What to produce >>
Pick out every line in the records that contains the string "bench", and copy each one.

Material >>
________

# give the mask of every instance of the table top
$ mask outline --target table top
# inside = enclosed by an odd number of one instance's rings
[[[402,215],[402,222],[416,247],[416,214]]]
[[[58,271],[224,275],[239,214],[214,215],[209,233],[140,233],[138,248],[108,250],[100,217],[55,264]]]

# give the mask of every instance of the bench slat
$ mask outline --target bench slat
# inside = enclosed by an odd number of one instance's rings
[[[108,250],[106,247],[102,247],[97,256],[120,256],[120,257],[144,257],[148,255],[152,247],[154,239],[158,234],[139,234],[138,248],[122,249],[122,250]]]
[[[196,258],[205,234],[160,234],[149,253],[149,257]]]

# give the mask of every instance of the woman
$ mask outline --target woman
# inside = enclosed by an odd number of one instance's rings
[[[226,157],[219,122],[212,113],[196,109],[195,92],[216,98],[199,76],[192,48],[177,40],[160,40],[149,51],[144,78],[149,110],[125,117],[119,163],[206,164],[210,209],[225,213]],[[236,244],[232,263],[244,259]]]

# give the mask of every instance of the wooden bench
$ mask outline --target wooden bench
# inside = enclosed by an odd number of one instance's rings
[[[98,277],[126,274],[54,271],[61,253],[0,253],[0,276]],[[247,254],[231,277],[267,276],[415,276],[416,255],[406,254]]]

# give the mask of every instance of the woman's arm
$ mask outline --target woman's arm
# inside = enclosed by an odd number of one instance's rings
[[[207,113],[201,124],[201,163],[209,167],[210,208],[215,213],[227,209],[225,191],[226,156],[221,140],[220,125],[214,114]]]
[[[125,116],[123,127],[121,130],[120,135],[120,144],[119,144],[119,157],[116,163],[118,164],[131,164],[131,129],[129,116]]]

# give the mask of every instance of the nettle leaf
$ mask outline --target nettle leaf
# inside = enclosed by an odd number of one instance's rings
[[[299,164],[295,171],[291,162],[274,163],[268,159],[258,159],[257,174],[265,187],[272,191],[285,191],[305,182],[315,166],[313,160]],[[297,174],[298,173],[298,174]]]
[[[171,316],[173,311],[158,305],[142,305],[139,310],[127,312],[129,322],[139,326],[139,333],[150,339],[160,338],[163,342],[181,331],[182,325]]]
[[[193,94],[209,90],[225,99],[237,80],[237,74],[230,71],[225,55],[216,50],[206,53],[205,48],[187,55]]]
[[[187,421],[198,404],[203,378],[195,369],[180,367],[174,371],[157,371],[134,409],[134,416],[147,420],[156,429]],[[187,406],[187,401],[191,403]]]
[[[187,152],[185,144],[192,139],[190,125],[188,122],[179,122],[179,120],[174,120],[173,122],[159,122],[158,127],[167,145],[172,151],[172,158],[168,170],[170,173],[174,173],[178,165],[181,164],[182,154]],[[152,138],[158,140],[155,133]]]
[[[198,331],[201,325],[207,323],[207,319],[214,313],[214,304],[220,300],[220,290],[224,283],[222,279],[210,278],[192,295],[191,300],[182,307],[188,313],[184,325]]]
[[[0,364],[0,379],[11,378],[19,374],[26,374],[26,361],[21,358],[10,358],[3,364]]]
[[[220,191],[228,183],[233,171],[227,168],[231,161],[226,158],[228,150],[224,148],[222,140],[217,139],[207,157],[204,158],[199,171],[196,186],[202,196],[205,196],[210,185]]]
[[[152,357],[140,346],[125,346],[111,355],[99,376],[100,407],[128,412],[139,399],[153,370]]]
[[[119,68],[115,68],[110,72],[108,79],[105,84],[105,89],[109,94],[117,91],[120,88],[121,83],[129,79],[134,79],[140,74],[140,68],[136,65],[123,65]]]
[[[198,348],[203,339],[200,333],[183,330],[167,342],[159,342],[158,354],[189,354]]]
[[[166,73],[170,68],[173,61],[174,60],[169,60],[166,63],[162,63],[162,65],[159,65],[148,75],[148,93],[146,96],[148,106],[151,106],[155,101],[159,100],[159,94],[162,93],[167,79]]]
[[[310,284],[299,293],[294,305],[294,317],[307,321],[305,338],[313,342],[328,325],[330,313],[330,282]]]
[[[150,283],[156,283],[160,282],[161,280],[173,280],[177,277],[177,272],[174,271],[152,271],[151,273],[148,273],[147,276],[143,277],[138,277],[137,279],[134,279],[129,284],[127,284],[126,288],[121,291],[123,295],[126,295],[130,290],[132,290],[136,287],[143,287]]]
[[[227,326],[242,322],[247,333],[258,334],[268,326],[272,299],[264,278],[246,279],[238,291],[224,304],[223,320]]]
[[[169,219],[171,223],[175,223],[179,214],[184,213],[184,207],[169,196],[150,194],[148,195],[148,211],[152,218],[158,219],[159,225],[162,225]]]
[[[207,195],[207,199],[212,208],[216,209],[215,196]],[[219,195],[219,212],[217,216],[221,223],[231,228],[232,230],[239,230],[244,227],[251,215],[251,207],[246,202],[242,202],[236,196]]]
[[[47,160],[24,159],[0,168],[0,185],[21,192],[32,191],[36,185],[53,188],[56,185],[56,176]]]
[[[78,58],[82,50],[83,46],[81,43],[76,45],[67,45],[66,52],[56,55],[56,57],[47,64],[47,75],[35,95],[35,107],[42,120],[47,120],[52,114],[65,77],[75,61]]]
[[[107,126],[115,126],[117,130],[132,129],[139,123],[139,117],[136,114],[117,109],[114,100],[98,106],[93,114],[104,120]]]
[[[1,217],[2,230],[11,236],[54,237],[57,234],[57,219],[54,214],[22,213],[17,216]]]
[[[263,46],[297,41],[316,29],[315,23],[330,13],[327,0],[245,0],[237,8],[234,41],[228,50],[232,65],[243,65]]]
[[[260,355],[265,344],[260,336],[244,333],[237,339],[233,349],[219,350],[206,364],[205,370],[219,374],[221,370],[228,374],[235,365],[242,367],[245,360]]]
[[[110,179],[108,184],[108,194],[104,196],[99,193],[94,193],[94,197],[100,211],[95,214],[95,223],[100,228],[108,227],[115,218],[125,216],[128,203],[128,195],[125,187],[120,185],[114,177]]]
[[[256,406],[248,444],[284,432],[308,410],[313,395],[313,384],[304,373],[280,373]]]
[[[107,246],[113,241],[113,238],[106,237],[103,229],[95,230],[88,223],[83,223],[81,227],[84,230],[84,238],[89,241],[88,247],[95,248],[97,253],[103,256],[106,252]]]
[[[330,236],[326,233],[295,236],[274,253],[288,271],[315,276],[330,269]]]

________

The response >>
# give the mask of every instance of the bench slat
$ mask outline --target bench slat
# give the mask of every instance of the wooden bench
$ mask outline --target wooden bench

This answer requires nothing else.